[Position annotation records]
_ _ _ _

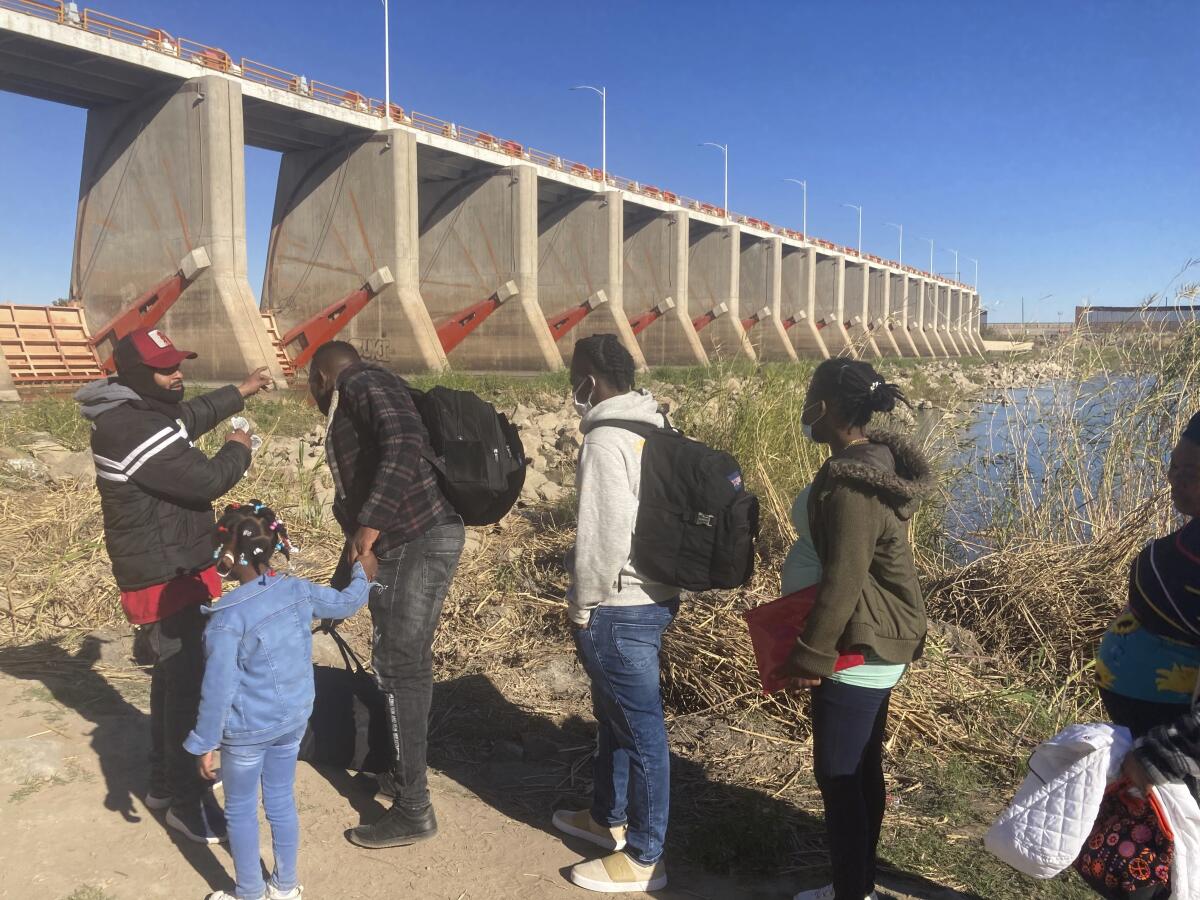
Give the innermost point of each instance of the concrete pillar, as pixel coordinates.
(831, 303)
(900, 313)
(856, 306)
(760, 286)
(580, 252)
(799, 294)
(478, 229)
(879, 304)
(655, 268)
(929, 322)
(976, 321)
(945, 325)
(713, 279)
(163, 175)
(341, 213)
(7, 387)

_ _ _ _

→ **WRITTEN TASK**: Return each line from the items above that contains the string "pixel".

→ **FULL RESPONSE**:
Give the innermost point of each instance of the concrete pillar, as pixel coordinates.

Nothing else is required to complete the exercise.